**What you have to do**
Copy out the line containing "Please segment every instance of the stair" and each line after it, through the last one in the material, exactly as written.

[Image outline annotation entries]
== == ==

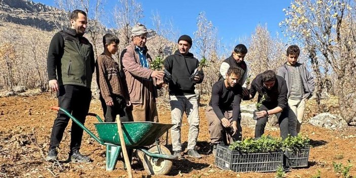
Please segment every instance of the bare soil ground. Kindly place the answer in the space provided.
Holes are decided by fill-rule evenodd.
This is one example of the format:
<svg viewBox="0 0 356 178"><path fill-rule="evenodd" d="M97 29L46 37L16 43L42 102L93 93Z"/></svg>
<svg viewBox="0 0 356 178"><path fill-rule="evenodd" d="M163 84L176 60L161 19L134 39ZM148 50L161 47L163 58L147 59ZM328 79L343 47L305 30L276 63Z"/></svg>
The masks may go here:
<svg viewBox="0 0 356 178"><path fill-rule="evenodd" d="M167 175L155 175L154 177L274 177L275 173L236 173L223 171L214 166L214 157L209 151L209 136L204 114L207 99L203 98L203 106L199 110L200 132L197 144L198 152L203 155L202 159L186 158L173 161L173 168ZM334 113L335 110L332 100L323 102L324 110ZM61 143L58 163L45 160L49 144L50 135L56 116L56 112L49 109L56 105L55 95L49 93L30 96L14 96L0 97L0 177L127 177L123 164L119 161L113 171L105 170L105 152L101 146L89 135L84 133L81 152L93 159L88 163L73 163L64 162L67 158L70 141L70 127L65 131ZM310 101L307 109L309 118L315 115L315 103ZM102 116L100 101L93 100L90 112ZM170 123L169 106L160 104L159 117L160 122ZM95 132L93 123L94 118L87 118L85 125ZM182 126L182 141L186 148L188 125L186 118ZM287 173L288 177L310 177L321 171L322 177L342 177L334 171L333 161L347 164L356 162L356 128L354 127L341 131L330 130L313 126L308 124L303 126L302 133L312 140L308 167L292 169ZM279 135L279 131L267 131L267 134ZM244 137L253 136L254 130L243 128ZM168 138L170 149L170 138ZM133 161L135 177L150 177L143 167ZM350 171L356 176L356 165Z"/></svg>

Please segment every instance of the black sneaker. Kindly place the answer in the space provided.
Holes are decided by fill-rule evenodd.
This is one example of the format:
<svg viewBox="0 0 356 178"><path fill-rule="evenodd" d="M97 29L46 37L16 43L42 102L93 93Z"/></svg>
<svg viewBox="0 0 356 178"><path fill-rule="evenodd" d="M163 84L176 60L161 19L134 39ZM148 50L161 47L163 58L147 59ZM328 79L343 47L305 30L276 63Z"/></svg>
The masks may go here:
<svg viewBox="0 0 356 178"><path fill-rule="evenodd" d="M182 158L182 153L180 151L174 151L173 152L173 156L176 156L178 157L178 159Z"/></svg>
<svg viewBox="0 0 356 178"><path fill-rule="evenodd" d="M82 155L79 151L76 151L70 155L69 154L68 161L73 162L86 163L90 161L90 158Z"/></svg>
<svg viewBox="0 0 356 178"><path fill-rule="evenodd" d="M188 155L195 158L201 158L202 157L200 154L198 153L198 152L197 152L195 149L188 150Z"/></svg>
<svg viewBox="0 0 356 178"><path fill-rule="evenodd" d="M212 155L215 156L217 154L217 147L218 146L218 144L213 144L212 145L212 151L211 151L211 153L212 154Z"/></svg>
<svg viewBox="0 0 356 178"><path fill-rule="evenodd" d="M51 149L48 151L48 155L47 155L47 158L46 158L46 160L47 161L56 160L57 160L57 155L58 154L58 152L56 149Z"/></svg>

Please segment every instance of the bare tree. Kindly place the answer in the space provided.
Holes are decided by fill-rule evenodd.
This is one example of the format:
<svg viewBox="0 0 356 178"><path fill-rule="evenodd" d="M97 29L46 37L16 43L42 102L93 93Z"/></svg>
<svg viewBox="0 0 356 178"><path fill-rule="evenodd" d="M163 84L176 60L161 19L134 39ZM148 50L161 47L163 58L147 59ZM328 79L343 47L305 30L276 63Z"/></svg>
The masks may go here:
<svg viewBox="0 0 356 178"><path fill-rule="evenodd" d="M317 76L317 87L323 88L325 79L320 69L323 62L330 64L335 79L344 119L349 123L356 117L352 102L356 100L353 87L356 85L356 4L354 1L295 0L286 11L280 23L286 34L298 38L310 54L310 62ZM319 77L320 76L320 77ZM320 97L317 91L317 96Z"/></svg>
<svg viewBox="0 0 356 178"><path fill-rule="evenodd" d="M15 46L10 43L4 43L0 46L0 63L6 66L6 70L2 73L5 84L8 89L11 89L15 85L14 73L16 65L16 56Z"/></svg>
<svg viewBox="0 0 356 178"><path fill-rule="evenodd" d="M150 54L154 58L161 57L164 59L172 53L176 48L176 33L174 30L171 21L162 22L158 12L152 12L153 30L151 30L148 45L150 47Z"/></svg>
<svg viewBox="0 0 356 178"><path fill-rule="evenodd" d="M252 77L267 69L275 71L285 62L284 46L278 37L272 38L267 25L258 25L250 39L246 57Z"/></svg>
<svg viewBox="0 0 356 178"><path fill-rule="evenodd" d="M215 46L213 43L217 30L212 22L206 19L205 12L199 14L197 18L197 27L198 29L194 32L195 46L198 49L200 57L205 58Z"/></svg>
<svg viewBox="0 0 356 178"><path fill-rule="evenodd" d="M114 21L120 37L125 39L121 44L126 47L130 43L131 29L144 17L144 11L135 0L119 0L119 4L114 9Z"/></svg>

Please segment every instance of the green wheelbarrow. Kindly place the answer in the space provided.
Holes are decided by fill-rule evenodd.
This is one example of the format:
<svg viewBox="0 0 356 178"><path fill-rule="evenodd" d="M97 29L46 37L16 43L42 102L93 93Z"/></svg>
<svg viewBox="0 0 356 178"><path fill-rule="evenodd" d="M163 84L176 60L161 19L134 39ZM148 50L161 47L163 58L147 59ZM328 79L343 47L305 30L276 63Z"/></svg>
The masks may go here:
<svg viewBox="0 0 356 178"><path fill-rule="evenodd" d="M96 141L105 146L106 170L115 169L121 152L117 123L104 122L97 115L88 113L88 116L95 117L99 121L98 123L94 123L99 135L98 137L65 110L58 106L53 106L51 109L63 112ZM126 148L140 151L138 153L138 157L147 172L149 174L156 175L169 172L172 168L172 160L178 158L172 155L169 150L160 145L157 140L173 125L152 122L122 122L122 124ZM155 143L156 146L148 147Z"/></svg>

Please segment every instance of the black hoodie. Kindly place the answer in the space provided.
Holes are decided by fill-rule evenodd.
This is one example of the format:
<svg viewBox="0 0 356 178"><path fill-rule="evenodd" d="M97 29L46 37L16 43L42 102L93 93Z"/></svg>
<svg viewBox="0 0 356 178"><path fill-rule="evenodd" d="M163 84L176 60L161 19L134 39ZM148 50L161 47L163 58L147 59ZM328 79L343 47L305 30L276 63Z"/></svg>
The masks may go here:
<svg viewBox="0 0 356 178"><path fill-rule="evenodd" d="M199 66L199 61L195 58L193 54L188 53L182 55L179 51L175 51L164 60L164 67L172 75L172 80L169 81L169 94L174 95L184 95L185 94L195 94L196 84L201 83L204 79L202 70L199 71L199 80L195 82L189 79Z"/></svg>

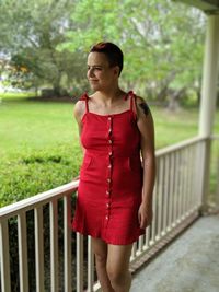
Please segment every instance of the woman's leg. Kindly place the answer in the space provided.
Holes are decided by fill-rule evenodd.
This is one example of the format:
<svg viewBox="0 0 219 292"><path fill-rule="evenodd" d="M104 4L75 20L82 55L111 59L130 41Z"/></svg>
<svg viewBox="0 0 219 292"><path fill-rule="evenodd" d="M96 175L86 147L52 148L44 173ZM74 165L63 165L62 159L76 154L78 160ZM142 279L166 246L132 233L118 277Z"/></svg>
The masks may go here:
<svg viewBox="0 0 219 292"><path fill-rule="evenodd" d="M129 260L131 248L132 244L108 244L106 270L115 292L128 292L130 289L131 276L129 272Z"/></svg>
<svg viewBox="0 0 219 292"><path fill-rule="evenodd" d="M96 272L102 292L115 292L106 272L107 244L100 238L92 237L92 248L95 255Z"/></svg>

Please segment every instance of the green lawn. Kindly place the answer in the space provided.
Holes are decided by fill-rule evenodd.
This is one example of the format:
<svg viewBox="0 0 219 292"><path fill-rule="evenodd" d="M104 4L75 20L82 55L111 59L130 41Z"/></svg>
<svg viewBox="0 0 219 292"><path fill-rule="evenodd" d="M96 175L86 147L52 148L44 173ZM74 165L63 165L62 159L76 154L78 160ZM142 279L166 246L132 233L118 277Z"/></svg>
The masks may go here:
<svg viewBox="0 0 219 292"><path fill-rule="evenodd" d="M0 96L1 97L1 96ZM4 96L0 103L0 207L68 183L81 161L72 103ZM151 108L157 149L198 132L198 110ZM219 132L219 112L215 132Z"/></svg>

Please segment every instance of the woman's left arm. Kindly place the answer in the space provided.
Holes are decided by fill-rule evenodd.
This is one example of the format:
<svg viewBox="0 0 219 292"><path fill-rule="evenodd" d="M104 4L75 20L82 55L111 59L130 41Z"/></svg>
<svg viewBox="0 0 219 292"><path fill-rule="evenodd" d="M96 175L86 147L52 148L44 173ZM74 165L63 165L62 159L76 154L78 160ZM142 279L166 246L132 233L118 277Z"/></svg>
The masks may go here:
<svg viewBox="0 0 219 292"><path fill-rule="evenodd" d="M138 211L139 224L146 229L152 221L152 195L155 180L154 127L151 112L143 98L137 97L137 125L141 135L143 166L142 201Z"/></svg>

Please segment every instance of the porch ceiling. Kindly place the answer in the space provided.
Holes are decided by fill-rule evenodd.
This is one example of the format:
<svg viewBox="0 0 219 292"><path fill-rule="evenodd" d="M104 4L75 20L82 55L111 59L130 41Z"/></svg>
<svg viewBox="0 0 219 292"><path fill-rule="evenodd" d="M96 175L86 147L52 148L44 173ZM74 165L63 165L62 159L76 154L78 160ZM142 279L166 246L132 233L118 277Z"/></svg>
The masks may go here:
<svg viewBox="0 0 219 292"><path fill-rule="evenodd" d="M203 10L207 14L219 14L219 0L174 0L175 2L184 2L192 7Z"/></svg>

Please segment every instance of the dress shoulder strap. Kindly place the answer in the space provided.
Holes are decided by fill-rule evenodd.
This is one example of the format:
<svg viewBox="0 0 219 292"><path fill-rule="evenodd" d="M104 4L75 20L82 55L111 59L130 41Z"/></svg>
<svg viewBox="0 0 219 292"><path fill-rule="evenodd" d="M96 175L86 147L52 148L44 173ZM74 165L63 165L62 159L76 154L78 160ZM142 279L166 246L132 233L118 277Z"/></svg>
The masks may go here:
<svg viewBox="0 0 219 292"><path fill-rule="evenodd" d="M89 113L89 96L87 93L82 94L79 101L85 102L85 112Z"/></svg>

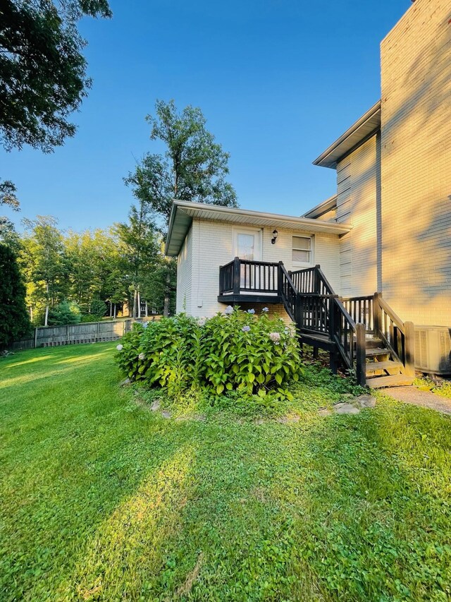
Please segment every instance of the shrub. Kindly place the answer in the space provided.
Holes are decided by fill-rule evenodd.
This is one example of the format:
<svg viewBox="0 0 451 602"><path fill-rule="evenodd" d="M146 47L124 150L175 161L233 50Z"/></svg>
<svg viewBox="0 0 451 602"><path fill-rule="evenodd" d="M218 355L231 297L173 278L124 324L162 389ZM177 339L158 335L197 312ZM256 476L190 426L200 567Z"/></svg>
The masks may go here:
<svg viewBox="0 0 451 602"><path fill-rule="evenodd" d="M133 380L180 392L189 387L216 395L240 391L290 397L297 380L299 348L293 328L265 312L228 308L206 320L181 314L135 324L118 346L121 370Z"/></svg>
<svg viewBox="0 0 451 602"><path fill-rule="evenodd" d="M77 303L63 301L49 313L49 326L63 326L66 324L79 324L81 312Z"/></svg>
<svg viewBox="0 0 451 602"><path fill-rule="evenodd" d="M0 349L30 334L25 287L13 251L0 244Z"/></svg>

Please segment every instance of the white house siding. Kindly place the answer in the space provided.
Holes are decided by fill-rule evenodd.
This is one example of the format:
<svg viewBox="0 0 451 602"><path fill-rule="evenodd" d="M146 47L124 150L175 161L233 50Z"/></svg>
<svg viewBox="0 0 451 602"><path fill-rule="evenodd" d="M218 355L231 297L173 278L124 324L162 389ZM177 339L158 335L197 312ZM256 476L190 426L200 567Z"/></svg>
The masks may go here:
<svg viewBox="0 0 451 602"><path fill-rule="evenodd" d="M337 166L336 221L352 226L340 240L340 291L344 296L370 295L378 289L380 166L376 135Z"/></svg>
<svg viewBox="0 0 451 602"><path fill-rule="evenodd" d="M240 224L240 228L246 228ZM255 229L255 226L249 226ZM293 235L310 236L309 232L291 230L278 231L276 244L271 243L273 228L261 229L263 261L283 261L287 270L298 270L303 267L292 263L292 236ZM213 222L194 219L190 230L192 236L192 268L190 304L187 303L186 311L197 317L209 317L218 311L223 311L224 304L218 303L219 289L219 266L228 263L234 258L233 226L230 222ZM319 263L333 287L340 286L338 263L338 236L335 234L316 234L314 236L312 264ZM184 245L185 247L185 245ZM179 260L180 263L180 260ZM180 265L180 263L179 263ZM181 284L183 274L178 274L177 311L182 310L178 301L178 286ZM187 287L182 284L183 291ZM180 292L180 298L184 293ZM276 304L274 304L275 306ZM279 315L283 313L280 307L273 306L271 310Z"/></svg>
<svg viewBox="0 0 451 602"><path fill-rule="evenodd" d="M451 325L451 2L416 0L381 47L384 296Z"/></svg>
<svg viewBox="0 0 451 602"><path fill-rule="evenodd" d="M178 313L192 310L192 228L190 229L183 246L177 258L177 299L175 311Z"/></svg>

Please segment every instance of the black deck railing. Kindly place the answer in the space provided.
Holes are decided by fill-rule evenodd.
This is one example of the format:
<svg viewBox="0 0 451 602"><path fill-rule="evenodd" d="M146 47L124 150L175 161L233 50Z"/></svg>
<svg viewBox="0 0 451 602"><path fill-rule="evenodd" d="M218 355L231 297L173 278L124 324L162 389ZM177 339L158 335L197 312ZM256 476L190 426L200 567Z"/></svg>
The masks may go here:
<svg viewBox="0 0 451 602"><path fill-rule="evenodd" d="M341 299L335 294L319 265L287 272L280 261L235 259L219 269L219 294L272 295L280 300L299 332L309 344L326 342L331 367L337 359L354 371L357 382L366 383L366 336L380 338L402 363L406 374L414 373L413 324L402 323L380 294ZM316 337L316 338L315 338ZM326 347L323 347L326 349Z"/></svg>
<svg viewBox="0 0 451 602"><path fill-rule="evenodd" d="M219 267L219 294L279 294L279 263L235 257Z"/></svg>

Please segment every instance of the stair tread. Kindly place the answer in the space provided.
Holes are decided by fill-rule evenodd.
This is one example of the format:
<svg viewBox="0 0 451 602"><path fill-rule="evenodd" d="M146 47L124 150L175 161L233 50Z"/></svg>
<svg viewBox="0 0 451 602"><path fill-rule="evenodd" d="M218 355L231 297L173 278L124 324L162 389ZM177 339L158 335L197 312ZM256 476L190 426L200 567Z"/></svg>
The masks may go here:
<svg viewBox="0 0 451 602"><path fill-rule="evenodd" d="M381 347L375 347L374 349L366 349L366 357L368 357L371 356L390 355L390 351L388 349L383 349Z"/></svg>
<svg viewBox="0 0 451 602"><path fill-rule="evenodd" d="M376 376L375 378L367 378L366 385L371 389L380 389L382 387L404 387L412 385L413 376L406 376L405 374L395 374L392 376Z"/></svg>
<svg viewBox="0 0 451 602"><path fill-rule="evenodd" d="M402 364L400 361L393 361L391 359L387 361L371 361L365 364L366 373L375 372L376 370L390 370L392 368L400 368Z"/></svg>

== == ==

**Output below**
Please segment every instance of the stair tread. Kindly place the answer in the space provided.
Holes are decided by fill-rule evenodd.
This is one example of the format:
<svg viewBox="0 0 451 602"><path fill-rule="evenodd" d="M146 47L124 150L175 161L233 50Z"/></svg>
<svg viewBox="0 0 451 602"><path fill-rule="evenodd" d="M218 355L231 297L173 278L124 324L162 389ZM177 339L158 335L197 312ZM256 476L190 426L200 567Z"/></svg>
The masks may go here:
<svg viewBox="0 0 451 602"><path fill-rule="evenodd" d="M381 347L375 347L374 349L366 349L366 357L368 357L371 356L390 355L390 351L388 349L383 349Z"/></svg>
<svg viewBox="0 0 451 602"><path fill-rule="evenodd" d="M376 376L375 378L367 378L366 385L371 389L380 389L382 387L404 387L412 385L413 376L406 376L405 374L395 374L392 376Z"/></svg>
<svg viewBox="0 0 451 602"><path fill-rule="evenodd" d="M402 364L400 361L393 361L391 359L387 361L371 361L365 364L366 373L375 372L376 370L390 370L392 368L400 368Z"/></svg>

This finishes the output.